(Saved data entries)
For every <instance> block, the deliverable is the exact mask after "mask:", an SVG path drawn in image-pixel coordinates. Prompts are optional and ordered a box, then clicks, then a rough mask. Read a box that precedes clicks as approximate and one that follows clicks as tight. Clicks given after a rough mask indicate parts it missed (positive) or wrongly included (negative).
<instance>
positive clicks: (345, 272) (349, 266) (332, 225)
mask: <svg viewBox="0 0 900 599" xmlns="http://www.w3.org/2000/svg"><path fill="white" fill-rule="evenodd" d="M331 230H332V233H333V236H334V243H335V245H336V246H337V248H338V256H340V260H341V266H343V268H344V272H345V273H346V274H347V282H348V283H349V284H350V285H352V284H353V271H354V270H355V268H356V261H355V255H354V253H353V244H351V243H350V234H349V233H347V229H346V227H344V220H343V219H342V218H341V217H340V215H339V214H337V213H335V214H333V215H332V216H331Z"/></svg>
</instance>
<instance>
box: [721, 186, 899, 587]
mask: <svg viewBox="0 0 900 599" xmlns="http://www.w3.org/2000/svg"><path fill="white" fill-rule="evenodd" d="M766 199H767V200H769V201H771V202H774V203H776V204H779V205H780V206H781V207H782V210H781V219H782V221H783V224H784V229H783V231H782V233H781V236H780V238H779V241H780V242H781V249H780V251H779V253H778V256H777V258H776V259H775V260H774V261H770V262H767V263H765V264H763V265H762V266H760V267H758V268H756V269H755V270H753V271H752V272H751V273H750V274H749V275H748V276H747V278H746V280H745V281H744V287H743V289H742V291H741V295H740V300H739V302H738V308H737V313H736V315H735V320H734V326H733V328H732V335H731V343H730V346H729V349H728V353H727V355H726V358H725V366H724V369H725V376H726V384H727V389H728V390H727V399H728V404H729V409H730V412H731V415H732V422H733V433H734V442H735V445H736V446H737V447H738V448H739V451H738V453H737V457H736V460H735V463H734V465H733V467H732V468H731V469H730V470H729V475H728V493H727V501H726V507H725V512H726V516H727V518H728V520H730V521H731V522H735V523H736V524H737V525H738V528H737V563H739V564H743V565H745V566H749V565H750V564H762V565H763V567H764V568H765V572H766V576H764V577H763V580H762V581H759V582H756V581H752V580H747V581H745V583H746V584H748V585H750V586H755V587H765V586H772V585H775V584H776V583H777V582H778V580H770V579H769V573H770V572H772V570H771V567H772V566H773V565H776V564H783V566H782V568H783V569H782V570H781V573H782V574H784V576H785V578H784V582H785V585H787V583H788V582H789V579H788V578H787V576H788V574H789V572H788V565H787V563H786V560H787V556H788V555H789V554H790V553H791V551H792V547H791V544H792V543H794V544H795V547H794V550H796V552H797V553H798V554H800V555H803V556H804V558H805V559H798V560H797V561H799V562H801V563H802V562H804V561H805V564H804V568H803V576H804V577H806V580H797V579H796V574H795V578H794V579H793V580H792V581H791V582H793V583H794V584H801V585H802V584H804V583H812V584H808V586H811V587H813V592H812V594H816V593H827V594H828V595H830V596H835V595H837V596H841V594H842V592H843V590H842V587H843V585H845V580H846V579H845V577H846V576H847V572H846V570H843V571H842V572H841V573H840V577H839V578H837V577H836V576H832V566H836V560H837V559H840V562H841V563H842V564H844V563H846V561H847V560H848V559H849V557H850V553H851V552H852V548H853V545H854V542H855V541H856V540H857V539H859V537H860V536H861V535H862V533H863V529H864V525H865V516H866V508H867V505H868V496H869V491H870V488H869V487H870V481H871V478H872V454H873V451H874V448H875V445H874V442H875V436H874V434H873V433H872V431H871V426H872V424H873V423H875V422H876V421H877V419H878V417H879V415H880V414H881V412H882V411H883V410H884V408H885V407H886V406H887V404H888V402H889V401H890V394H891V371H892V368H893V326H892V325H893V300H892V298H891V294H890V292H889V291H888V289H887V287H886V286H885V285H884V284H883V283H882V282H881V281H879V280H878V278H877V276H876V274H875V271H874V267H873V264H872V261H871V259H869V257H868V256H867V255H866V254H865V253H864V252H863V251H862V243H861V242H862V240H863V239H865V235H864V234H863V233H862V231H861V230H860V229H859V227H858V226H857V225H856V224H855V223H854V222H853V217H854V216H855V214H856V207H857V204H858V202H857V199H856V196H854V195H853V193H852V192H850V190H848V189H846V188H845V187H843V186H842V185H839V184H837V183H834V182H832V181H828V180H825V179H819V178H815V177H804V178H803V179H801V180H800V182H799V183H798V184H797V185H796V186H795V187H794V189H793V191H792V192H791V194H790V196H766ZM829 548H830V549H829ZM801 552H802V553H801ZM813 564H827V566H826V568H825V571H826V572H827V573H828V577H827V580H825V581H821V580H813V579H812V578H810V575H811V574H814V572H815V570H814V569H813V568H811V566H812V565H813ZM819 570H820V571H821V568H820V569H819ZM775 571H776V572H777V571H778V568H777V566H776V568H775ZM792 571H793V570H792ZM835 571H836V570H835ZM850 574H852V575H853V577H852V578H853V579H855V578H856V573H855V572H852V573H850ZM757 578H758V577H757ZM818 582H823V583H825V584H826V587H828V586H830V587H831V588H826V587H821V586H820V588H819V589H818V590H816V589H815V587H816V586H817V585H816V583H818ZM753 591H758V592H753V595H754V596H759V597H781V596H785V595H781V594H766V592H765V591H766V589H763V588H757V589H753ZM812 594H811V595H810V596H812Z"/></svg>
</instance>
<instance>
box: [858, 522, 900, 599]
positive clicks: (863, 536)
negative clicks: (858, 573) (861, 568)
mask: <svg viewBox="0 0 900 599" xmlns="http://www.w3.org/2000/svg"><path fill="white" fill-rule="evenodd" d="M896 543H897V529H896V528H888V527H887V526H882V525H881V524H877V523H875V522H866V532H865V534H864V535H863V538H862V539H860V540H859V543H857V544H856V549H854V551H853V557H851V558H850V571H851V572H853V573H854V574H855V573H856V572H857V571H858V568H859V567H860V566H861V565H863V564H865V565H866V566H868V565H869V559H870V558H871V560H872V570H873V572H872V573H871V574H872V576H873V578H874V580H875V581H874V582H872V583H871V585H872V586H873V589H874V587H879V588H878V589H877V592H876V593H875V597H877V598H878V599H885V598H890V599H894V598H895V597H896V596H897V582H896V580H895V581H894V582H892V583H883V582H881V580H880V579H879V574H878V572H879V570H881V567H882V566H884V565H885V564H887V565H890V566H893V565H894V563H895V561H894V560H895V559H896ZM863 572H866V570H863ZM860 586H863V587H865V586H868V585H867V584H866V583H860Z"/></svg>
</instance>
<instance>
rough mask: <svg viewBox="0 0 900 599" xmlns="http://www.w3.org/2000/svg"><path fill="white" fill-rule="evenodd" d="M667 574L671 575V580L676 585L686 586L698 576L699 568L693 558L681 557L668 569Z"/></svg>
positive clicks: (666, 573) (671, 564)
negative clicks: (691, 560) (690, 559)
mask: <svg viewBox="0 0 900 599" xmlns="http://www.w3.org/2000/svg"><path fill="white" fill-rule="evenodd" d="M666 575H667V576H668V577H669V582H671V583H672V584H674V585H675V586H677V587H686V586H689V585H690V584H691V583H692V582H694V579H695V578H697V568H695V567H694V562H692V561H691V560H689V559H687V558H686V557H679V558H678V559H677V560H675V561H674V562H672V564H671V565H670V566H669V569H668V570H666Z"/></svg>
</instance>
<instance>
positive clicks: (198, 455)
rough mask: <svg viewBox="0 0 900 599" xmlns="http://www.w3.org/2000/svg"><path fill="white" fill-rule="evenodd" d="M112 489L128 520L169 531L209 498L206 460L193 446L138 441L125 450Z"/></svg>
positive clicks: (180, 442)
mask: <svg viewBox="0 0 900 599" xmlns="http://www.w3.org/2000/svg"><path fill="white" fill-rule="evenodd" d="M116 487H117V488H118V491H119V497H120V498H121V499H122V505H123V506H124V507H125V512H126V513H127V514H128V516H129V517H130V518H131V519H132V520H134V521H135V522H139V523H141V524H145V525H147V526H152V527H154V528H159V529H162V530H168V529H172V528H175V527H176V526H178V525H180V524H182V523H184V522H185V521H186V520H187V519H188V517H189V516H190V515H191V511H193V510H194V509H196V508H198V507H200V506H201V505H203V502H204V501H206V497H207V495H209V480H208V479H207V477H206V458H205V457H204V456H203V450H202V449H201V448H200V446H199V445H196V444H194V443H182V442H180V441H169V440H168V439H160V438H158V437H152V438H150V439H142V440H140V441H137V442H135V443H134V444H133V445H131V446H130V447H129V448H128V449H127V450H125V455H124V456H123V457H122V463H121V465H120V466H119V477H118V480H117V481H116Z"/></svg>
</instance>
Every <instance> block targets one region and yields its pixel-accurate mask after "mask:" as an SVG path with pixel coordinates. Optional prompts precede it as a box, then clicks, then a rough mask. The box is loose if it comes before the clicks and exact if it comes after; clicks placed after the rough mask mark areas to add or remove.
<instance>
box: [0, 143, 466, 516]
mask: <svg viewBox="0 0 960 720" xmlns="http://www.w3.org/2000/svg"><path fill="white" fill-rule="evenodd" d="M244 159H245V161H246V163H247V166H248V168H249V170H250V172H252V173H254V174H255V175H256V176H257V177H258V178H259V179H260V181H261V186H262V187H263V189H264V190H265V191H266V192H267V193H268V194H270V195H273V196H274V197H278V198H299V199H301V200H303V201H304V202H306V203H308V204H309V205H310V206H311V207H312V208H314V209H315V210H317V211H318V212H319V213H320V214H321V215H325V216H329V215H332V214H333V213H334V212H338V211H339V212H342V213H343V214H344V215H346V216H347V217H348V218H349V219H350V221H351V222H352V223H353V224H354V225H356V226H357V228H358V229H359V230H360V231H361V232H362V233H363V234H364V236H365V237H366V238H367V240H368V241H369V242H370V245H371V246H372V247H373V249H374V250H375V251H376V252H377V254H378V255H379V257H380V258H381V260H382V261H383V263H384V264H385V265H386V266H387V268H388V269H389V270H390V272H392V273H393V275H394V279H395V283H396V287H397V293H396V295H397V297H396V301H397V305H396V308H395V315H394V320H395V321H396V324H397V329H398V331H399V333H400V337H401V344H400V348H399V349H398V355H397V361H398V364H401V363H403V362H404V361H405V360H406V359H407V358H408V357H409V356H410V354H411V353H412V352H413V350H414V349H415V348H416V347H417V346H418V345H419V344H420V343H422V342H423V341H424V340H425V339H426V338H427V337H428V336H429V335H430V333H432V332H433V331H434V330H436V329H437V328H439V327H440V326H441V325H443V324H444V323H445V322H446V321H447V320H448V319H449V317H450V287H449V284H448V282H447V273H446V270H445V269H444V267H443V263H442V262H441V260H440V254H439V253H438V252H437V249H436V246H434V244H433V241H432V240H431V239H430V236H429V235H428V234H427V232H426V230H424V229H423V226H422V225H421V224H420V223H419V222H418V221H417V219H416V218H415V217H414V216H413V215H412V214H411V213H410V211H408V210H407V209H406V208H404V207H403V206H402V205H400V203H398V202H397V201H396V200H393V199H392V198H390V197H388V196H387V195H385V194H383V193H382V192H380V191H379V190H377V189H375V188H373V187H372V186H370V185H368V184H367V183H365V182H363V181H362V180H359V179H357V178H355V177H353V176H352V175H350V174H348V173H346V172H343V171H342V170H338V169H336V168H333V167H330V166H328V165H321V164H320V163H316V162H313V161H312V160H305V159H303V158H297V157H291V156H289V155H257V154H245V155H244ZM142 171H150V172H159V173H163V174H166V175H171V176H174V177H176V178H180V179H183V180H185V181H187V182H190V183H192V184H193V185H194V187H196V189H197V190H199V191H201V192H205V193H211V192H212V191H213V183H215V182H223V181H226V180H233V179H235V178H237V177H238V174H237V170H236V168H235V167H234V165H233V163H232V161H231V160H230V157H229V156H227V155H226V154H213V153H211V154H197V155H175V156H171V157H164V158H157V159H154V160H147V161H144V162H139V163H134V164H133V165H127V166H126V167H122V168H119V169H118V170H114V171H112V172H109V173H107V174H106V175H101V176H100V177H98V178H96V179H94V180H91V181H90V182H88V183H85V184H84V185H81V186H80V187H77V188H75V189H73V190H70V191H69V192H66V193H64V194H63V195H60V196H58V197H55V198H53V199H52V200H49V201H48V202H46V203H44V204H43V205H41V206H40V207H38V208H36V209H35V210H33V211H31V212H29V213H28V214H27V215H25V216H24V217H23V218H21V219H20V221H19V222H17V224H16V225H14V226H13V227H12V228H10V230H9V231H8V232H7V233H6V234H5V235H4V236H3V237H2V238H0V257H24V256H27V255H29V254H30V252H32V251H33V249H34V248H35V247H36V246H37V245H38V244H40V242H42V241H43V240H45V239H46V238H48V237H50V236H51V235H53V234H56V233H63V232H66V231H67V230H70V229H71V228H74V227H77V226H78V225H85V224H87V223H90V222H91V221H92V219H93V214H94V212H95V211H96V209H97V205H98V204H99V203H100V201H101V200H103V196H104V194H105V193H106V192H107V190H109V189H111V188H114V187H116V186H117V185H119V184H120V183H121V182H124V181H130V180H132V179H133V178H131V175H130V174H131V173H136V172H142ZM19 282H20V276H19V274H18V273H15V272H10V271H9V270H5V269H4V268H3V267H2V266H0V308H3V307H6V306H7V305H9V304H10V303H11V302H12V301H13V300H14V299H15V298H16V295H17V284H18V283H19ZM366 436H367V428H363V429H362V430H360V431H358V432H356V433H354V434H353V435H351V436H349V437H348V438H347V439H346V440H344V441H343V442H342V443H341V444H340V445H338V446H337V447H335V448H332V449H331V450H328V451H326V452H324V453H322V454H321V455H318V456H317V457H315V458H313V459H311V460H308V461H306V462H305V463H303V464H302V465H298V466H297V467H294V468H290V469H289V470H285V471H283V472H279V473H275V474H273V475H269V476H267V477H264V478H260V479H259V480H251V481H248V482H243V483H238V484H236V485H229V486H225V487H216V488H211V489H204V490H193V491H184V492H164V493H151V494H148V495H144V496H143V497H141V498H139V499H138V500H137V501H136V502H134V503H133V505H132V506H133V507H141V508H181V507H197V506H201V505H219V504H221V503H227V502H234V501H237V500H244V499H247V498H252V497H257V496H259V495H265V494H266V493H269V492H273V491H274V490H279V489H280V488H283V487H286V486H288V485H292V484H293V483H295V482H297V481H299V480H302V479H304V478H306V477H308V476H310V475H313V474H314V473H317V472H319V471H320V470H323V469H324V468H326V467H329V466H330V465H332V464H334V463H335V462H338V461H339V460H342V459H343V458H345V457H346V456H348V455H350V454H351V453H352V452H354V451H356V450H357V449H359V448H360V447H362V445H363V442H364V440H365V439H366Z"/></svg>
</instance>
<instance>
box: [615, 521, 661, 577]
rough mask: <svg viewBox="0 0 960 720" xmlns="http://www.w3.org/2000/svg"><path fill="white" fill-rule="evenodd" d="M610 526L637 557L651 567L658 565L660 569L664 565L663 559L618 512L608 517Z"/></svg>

▶ **Aim of the exercise**: Give the lines from the start of the data through the line containing "positive clicks: (345, 272)", inclusive, as a JSON list of strings with one string per line, leaving out any blank lines.

▶ **Output of the exercise**:
[
  "For every <instance> block, the deliverable is the exact mask after \"mask:\", an SVG path drawn in image-pixel coordinates. Prompts are optional and ordered a box, then clicks, then a rough mask. Read a box that precedes clicks as approximate and one that follows clicks as tight. Clicks given after a rough mask indicate parts it missed (positive) or wrongly included (negative).",
  "<instance>",
  "positive clicks: (345, 272) (349, 266) (332, 225)"
]